• [EXTRACT]
++++++++++++++++++++

EPCAM is regarded as an important biomarker of tumor stem cells in multiple types of malignant tumor [11]. In single cells derived from normal tissues and tumor tissues in the dataset of GSE167297, EPCAM was found significantly highly expressed in Cluster 9, which was a cell subpopulation from gastric tumor tissues. Addition, in Cluster 5, which was a cell subpopulation from normal gastric tissues, the expression level of EPCAM was also observed (Figure 9). Subsequently, screening on differentially expressed genes was conducted on 157 single cells in normal gastric tissues (Cluster 5, EPCAM low) and 421 single cells in gastric tumor tissues (Cluster 9, EPCAM high). The mean expression of each gene in the two types of single cells was calculated and the FC value was calculated by the Wilcoxon rank sum test. 515 differentially expressed genes (| log2FC | > 2 and FDR < 1 * e - 5) were screened out, which was analyzed using DAVID to annotate the biological functions. As shown in Table 5 and Figure 10, we found that 515 differentially expressed genes were mainly closely associated with the following KEGG pathways: hsa04064 (NF-κB pathway), hsa04662 (B cell receptor signaling pathway), and hsa04142 (lysosome pathway).
- protein subunit γ 11 (GNG11) was associated with the prognosis in gastric cancer patients
To further explore the difference on single cells extracted from superficial and deep tumor tissues of diffuse gastric cancer, screening on differentially expressed genes was conducted on 296 single cells in superficial tumor tissues and 131 single cells in deep tumor tissues. The mean expression of each gene in the two types of single cells was calculated and the FC value was calculated by the Wilcoxon rank sum test. 86 differentially expressed genes (| log2FC | > 1 and FDR < 0.01) were screened out, which was further analyzed using DAVID to annotate the biological functions. As shown in Table 6 and Figure 11, 86 differentially expressed genes were mainly closely associated with the following KEGG pathways: hsa04510 (focal adhesion), hsa04672 (intestinal immune network for IgA production), and hsa05200 (cancer related pathway).
GNG11, which was most highly expressed in deep tumor tissues (mean expression value: 0.1247, FC value: 52.2109), compared to superficial tumor tissues (mean expression value: 0.0024), was picked out for analysis. According to the expression level of GNG11, 450 patients were divided into 2 groups: the GNG11 highly expressed group (mean expression value > 48.5364) and the GNG11 lowly expressed group (mean expression value <48.5364). The HR [95%CI] in the constructed univariate Cox proportional risk model was 1.811[1.308-2.508] and the P value in the log-rank test was 0.00029(Figure 12).
Disease-specific survival analysis was further performed on patients, which were divided into the GNG11 highly expressed group (mean expression value > 39.4713) and the GNG11 lowly expressed group (mean expression value <39.4713) according to the expression of GNG11. The HR [95%CI] in the constructed univariate Cox proportional risk model was 4.419 [1.399-13.96] and the P value in the log-rank test was 0.0056 (Figure 13), indicating that GNG11 was a significant risk factor in STAD patients.

++++++++++++++++++++

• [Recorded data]
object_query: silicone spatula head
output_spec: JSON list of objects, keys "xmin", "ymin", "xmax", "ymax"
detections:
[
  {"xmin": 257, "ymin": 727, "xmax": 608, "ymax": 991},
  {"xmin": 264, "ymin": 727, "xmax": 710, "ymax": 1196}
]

++++++++++++++++++++

• [ACTIVITY]
According to the gastric cancer text, how many single cells from deep tumor tissues were screened for differentially expressed genes? The lines above are separate material, unrelated to the text.

• [RESULT]
131 single cells.